## Фрагмент текста
Все эти переходы из света во тьму, из элоев в морлоки бывали моментальными. Ты социализировался как советский человек, которому не дано выбора. Советские – лучшие в мире. Мы новые личности, мы надежда трудящихся всего мира. Нам бесконечно повторяли, что дети в СССР – «правящий класс», и действительно любили. В то же время, согласно тем же правилам, с тобой можно обойтись сколь угодно бесчеловечно. Советская социальность была капиллярным «огосударствлением» жизни. И люди, которые вот только что тебе улыбались, могли вызвать милицию, психиатров или КГБ. Даже родители к их собственным детям, я знал такие случаи.


И. К.: А тебе важно говорить о родителях или нет?

Г. П.: Да, но воспоминания одессита о предках кратки. Одесса – город шатких, полураспавшихся семей. Почти нет родовой памяти, и ее придумывают, впрочем, с выдумками никто не спорит. Папа и мама вечно были на работе, мной занимались бабушки. В детстве они играли могучую роль, к ним восходили «родовые начала». Мир моего детства стоит на трех бабушках, как на трех китах. Феодосья Ивановна, мать отца, в доме которой я рос аж до смерти деда в 1963 году. Мамина мама Софья в Херсоне, с ней я проводил лето. И еще Нина Романовна, сестра деда Василия. В войну потеряв дочку Верочку – она очень меня любила. Жила с мужем дядей Тоней в Одессе неподалеку от нас, и мне разрешали проводить у нее выходные. Бабушки генерировали атмосферу деятельной и бескорыстной тотальной любви – без условий, требований, без давления. Их любовная радиация защитила меня от многого. Но, конечно, не от нарциссизма.

## Исходные материалы
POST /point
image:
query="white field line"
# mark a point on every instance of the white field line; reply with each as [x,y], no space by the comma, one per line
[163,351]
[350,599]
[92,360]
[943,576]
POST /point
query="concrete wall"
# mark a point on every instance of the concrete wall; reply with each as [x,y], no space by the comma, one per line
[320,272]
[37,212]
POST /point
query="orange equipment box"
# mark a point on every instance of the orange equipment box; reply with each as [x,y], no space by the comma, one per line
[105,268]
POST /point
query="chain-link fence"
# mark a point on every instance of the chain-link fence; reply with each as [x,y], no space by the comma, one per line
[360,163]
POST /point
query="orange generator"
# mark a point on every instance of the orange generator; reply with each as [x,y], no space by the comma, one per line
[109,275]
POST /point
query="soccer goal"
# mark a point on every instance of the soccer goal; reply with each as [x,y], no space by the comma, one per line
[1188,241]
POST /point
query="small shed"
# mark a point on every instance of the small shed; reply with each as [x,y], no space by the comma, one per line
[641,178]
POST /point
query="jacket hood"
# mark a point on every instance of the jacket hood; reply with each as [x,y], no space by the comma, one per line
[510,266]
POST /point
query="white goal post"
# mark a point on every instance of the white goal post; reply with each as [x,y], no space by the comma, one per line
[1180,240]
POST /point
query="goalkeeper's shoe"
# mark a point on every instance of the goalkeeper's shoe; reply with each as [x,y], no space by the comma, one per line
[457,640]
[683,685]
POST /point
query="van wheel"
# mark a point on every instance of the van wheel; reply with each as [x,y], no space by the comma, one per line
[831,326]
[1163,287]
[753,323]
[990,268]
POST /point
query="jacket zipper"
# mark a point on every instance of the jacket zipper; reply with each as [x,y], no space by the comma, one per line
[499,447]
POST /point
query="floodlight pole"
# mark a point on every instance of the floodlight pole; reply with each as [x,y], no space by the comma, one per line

## Задание
Выпишите из фрагмента интервью имена всех бабушек, о которых идет речь, и укажите, кем каждая из них приходится говорящему. Строки здесь не понадобятся.

## Ответ
Феодосья Ивановна — мать отца.
Софья — мамина мама.
Нина Романовна — сестра деда Василия.